**What to produce:**
Reproduce the listing exactly and skip over any pictures.

**Supplied material:**
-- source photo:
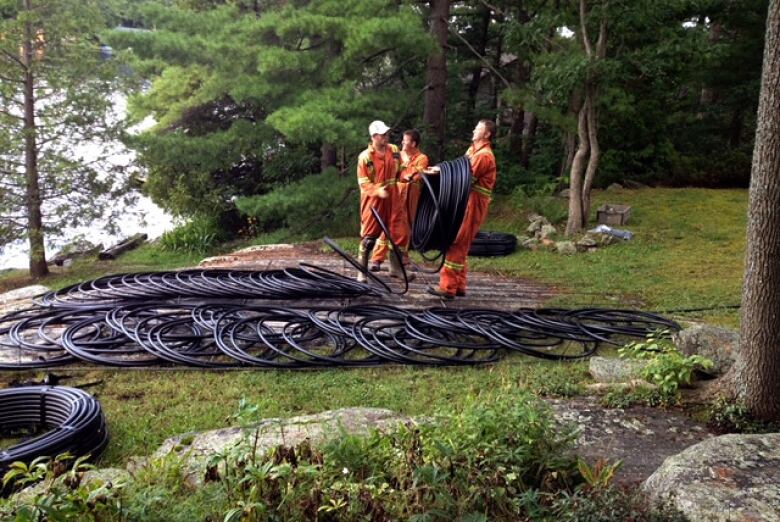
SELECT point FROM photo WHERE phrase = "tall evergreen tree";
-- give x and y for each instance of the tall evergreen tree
(246, 96)
(56, 100)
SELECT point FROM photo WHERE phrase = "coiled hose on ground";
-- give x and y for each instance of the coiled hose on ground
(71, 420)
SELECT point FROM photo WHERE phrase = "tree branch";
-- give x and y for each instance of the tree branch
(584, 30)
(482, 58)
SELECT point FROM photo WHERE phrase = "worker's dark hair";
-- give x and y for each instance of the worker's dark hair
(415, 135)
(490, 125)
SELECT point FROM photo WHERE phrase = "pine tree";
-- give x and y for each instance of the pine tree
(56, 97)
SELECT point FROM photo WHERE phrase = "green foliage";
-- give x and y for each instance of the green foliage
(667, 368)
(199, 235)
(314, 206)
(638, 395)
(61, 493)
(72, 107)
(600, 474)
(610, 504)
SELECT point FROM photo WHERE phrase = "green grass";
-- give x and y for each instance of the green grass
(688, 252)
(143, 408)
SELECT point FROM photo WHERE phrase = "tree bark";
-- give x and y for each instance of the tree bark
(595, 150)
(436, 76)
(529, 135)
(569, 148)
(328, 156)
(758, 361)
(38, 266)
(574, 221)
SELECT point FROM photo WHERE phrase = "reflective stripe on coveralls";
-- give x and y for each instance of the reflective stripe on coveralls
(452, 278)
(376, 171)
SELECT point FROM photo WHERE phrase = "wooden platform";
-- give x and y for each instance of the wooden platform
(484, 290)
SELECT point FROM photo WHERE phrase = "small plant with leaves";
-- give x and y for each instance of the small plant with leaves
(600, 474)
(666, 367)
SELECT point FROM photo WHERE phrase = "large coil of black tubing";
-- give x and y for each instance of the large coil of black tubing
(441, 208)
(71, 420)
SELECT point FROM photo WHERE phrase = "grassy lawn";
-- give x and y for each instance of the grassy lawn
(687, 253)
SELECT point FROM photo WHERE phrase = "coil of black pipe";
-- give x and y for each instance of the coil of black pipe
(71, 420)
(441, 208)
(221, 333)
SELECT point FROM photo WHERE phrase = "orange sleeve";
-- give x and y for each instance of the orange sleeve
(483, 168)
(367, 187)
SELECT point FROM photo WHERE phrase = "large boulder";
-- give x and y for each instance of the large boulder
(546, 231)
(610, 369)
(92, 479)
(196, 449)
(566, 247)
(642, 437)
(718, 344)
(732, 477)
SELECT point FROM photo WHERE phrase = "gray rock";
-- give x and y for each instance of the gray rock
(546, 231)
(534, 227)
(20, 294)
(195, 449)
(586, 243)
(567, 248)
(92, 479)
(610, 369)
(631, 184)
(721, 345)
(732, 477)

**Exercise response:**
-- source photo:
SELECT point FROM photo WHERE phrase = "tall evergreen tree";
-- give x and y for each instance of the tall evergreen tree
(246, 96)
(56, 100)
SELECT point FROM photo WHERE phrase = "coiled hose on ground";
-- give x and y for each instance of the coiled hose on ground
(71, 420)
SELECT point FROM photo WHERE phrase = "tree branch";
-- give x and y for each instance of the tree branch
(584, 30)
(482, 58)
SELECT point FROM photo WHERE phrase = "worker's dark hair";
-- give x and y for each instance of the worker's dark hair
(415, 135)
(490, 125)
SELECT point FROM photo WHERE phrase = "pine tree";
-- give x and y for each instance of the pine tree
(56, 97)
SELECT point FROM photo WHERE phrase = "green foliage";
-- give x and y for each instance of the green foliage
(667, 368)
(199, 235)
(314, 206)
(638, 395)
(61, 493)
(72, 107)
(600, 474)
(610, 504)
SELECT point FROM photo WHERE phrase = "green grass";
-- give x and y for each instance of the green grass
(688, 252)
(143, 408)
SELECT point FROM photo WHERE phrase = "tree bark";
-- give x and y for each instance of the tree bark
(595, 150)
(436, 76)
(529, 135)
(569, 148)
(328, 156)
(758, 361)
(38, 266)
(574, 221)
SELECT point FROM photo WHERE phrase = "reflective stripe on coveralls";
-- give x and y for each instance of the reflective stripe on coveralls
(452, 278)
(376, 171)
SELECT point FROM photo WHERE phrase = "wooden platform";
-- give x and y for each instance of the wooden platform
(484, 290)
SELECT point FROM photo WHERE phrase = "small plant with leaves";
-- give x and y for each instance of the small plant with leaves
(600, 474)
(666, 367)
SELECT point FROM photo WHERE phrase = "large coil of black tubing";
-- give x and y for each instance of the large coil of black tubing
(441, 208)
(71, 420)
SELECT point FROM photo WHERE phrase = "grassy lawn";
-- give x and y for each instance of the grassy lawn
(687, 253)
SELECT point FROM photo WHERE phrase = "coil of black pipe";
-- give x and y for each instance of the coil of black pipe
(71, 420)
(441, 208)
(221, 333)
SELECT point FROM photo WHERE phrase = "orange sleeve";
-- give x and y for each instance of the orange sleeve
(483, 168)
(367, 187)
SELECT point FROM photo WHERE phrase = "large boulder";
-- give x and y for each instance of the large boulder
(546, 231)
(610, 369)
(92, 479)
(196, 449)
(566, 247)
(642, 437)
(718, 344)
(732, 477)
SELECT point FROM photo WHERE phrase = "gray rock";
-- give x and y for each instance of the gray rock
(546, 231)
(534, 227)
(20, 294)
(195, 449)
(586, 243)
(567, 248)
(92, 479)
(610, 369)
(631, 184)
(721, 345)
(732, 477)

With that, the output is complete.